Aim of the exercise
For the entries below, state how many lines include the string "mountain", and write nothing besides that number.

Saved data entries
· · · ·
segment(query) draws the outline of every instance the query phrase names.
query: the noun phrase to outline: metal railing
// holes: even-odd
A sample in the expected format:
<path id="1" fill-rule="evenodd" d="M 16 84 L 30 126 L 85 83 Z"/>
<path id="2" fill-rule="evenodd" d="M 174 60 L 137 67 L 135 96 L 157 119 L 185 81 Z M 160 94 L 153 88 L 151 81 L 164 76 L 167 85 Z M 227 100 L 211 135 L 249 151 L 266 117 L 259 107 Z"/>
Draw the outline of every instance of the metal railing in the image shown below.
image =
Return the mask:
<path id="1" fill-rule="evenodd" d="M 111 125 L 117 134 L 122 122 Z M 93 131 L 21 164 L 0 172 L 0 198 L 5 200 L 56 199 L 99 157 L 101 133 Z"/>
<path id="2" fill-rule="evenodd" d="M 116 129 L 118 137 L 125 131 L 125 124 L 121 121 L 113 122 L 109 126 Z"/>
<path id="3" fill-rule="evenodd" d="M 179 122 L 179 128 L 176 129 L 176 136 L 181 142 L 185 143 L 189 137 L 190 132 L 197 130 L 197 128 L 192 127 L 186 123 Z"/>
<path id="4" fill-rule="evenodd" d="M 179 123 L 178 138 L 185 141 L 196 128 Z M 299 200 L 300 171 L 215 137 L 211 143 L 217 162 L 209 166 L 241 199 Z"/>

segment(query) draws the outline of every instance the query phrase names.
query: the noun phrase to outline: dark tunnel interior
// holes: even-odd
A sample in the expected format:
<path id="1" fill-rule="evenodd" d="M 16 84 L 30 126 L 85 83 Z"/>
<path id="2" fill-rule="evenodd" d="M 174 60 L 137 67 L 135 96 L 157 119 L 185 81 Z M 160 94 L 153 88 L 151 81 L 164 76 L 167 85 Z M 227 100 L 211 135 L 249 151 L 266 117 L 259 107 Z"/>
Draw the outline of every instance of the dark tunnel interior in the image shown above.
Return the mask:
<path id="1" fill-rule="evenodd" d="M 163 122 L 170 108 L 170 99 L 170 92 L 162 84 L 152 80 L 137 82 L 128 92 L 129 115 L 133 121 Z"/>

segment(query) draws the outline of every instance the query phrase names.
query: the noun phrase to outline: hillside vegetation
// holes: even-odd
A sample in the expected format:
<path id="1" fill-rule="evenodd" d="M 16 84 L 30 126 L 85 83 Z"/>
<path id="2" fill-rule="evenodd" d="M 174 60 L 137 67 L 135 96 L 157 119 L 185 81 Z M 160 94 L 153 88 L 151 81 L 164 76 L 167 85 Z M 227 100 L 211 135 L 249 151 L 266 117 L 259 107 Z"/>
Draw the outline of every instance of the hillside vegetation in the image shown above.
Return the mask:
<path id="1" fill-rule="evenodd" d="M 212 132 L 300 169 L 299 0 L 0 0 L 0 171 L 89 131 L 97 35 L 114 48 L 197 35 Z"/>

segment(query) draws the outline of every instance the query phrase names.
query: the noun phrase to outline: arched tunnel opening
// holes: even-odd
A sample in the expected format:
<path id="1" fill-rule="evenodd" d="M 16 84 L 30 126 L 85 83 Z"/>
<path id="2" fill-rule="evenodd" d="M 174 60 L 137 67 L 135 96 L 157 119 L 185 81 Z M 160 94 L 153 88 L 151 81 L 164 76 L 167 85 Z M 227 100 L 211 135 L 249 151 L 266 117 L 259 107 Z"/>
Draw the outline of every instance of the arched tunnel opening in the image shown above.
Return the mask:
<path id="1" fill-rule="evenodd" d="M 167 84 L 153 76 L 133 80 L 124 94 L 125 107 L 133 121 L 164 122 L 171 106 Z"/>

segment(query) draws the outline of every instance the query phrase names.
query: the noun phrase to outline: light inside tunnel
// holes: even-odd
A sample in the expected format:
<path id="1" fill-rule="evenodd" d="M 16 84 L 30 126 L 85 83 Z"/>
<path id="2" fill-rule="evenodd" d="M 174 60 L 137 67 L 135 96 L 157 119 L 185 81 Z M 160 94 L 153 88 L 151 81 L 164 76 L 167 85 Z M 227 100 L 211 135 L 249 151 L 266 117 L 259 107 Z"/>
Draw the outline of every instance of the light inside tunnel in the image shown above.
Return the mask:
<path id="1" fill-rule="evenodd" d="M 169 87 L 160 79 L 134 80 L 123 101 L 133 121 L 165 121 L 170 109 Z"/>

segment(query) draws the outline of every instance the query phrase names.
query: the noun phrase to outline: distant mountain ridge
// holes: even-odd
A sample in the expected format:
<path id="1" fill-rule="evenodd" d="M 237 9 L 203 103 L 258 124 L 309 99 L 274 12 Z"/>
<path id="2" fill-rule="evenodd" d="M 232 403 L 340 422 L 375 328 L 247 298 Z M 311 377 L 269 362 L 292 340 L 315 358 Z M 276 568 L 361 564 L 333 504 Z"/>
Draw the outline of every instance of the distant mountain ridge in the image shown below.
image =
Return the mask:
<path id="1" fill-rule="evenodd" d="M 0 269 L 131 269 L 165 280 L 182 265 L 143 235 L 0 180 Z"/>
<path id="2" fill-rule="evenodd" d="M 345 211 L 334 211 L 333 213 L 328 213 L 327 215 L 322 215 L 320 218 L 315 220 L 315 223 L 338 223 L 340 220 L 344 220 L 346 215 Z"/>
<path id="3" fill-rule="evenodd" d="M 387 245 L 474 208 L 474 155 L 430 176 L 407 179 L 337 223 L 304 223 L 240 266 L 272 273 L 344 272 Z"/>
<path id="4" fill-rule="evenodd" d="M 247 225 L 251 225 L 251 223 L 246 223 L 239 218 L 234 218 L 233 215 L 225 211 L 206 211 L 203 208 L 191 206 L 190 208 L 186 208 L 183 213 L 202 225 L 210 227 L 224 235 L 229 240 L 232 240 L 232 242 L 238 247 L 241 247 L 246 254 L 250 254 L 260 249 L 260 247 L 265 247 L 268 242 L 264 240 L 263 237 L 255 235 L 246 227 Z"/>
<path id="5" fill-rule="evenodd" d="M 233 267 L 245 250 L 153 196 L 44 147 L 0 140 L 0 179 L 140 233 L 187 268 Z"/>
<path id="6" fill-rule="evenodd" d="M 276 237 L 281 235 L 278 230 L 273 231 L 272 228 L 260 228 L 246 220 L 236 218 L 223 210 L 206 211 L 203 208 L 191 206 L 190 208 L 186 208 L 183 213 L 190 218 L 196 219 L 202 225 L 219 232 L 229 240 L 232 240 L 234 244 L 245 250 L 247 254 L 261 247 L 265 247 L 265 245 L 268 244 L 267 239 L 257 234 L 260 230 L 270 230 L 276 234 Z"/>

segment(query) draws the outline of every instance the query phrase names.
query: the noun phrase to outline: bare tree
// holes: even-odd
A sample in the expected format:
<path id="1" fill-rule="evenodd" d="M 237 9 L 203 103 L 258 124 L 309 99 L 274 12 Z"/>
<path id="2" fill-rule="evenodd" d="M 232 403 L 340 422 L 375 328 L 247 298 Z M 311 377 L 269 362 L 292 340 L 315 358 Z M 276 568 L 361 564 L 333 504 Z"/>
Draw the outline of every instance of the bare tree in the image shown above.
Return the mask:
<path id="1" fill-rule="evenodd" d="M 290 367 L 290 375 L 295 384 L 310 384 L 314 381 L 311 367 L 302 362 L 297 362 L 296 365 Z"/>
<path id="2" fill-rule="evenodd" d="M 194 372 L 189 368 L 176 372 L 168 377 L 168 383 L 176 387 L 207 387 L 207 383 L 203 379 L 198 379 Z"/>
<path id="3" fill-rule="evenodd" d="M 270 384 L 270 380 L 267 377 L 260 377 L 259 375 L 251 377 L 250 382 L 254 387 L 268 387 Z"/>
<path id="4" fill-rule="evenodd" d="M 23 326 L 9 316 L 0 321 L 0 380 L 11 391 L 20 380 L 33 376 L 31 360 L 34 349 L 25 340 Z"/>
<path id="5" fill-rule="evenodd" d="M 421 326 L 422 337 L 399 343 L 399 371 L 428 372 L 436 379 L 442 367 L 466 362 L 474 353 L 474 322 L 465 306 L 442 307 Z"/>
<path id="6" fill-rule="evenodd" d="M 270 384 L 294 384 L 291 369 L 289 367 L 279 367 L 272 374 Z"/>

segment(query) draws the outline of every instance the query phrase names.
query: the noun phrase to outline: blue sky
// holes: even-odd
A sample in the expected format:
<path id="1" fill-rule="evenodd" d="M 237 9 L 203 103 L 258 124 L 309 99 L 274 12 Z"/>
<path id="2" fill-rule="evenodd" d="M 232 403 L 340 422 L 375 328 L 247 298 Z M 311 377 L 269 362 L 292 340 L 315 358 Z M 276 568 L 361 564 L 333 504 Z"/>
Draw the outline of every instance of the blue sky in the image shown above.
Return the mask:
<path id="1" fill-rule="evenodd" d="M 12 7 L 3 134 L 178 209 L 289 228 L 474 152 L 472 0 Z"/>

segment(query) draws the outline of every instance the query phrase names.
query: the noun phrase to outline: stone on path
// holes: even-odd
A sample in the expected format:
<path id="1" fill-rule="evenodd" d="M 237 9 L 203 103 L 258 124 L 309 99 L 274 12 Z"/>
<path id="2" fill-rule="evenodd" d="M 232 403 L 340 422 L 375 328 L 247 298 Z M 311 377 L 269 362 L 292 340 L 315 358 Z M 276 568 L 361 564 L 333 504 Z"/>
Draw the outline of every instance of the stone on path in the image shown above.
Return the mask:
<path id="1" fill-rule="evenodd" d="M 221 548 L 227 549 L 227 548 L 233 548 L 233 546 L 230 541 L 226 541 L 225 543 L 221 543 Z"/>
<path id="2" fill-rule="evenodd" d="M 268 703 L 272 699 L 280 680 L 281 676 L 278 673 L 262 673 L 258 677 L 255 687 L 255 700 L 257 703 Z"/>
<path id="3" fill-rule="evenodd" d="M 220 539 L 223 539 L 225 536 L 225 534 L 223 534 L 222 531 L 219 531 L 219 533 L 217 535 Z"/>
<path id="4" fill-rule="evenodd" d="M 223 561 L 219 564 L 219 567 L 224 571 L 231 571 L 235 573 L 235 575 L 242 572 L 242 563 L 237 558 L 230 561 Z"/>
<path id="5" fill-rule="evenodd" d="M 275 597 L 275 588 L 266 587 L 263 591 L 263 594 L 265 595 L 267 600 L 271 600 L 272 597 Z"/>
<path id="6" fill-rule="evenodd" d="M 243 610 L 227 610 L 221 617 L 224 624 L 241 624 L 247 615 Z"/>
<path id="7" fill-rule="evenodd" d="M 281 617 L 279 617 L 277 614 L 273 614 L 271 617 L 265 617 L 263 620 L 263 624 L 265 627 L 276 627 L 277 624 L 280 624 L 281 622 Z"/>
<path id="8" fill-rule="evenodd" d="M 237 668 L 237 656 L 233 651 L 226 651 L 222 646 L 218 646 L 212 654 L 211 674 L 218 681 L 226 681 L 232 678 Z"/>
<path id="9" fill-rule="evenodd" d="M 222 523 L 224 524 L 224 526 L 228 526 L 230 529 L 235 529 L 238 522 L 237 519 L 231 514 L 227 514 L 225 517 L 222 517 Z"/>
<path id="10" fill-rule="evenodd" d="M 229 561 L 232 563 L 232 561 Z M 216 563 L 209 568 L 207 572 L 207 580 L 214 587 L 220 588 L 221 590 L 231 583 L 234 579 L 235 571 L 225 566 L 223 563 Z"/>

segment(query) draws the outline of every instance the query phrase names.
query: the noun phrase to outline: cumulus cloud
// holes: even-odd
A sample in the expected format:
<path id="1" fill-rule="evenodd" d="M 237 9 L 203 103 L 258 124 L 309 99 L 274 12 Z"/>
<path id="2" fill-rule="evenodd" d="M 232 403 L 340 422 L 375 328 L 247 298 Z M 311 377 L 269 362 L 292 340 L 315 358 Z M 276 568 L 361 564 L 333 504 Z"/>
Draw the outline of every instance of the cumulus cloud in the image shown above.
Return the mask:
· · · ·
Task answer
2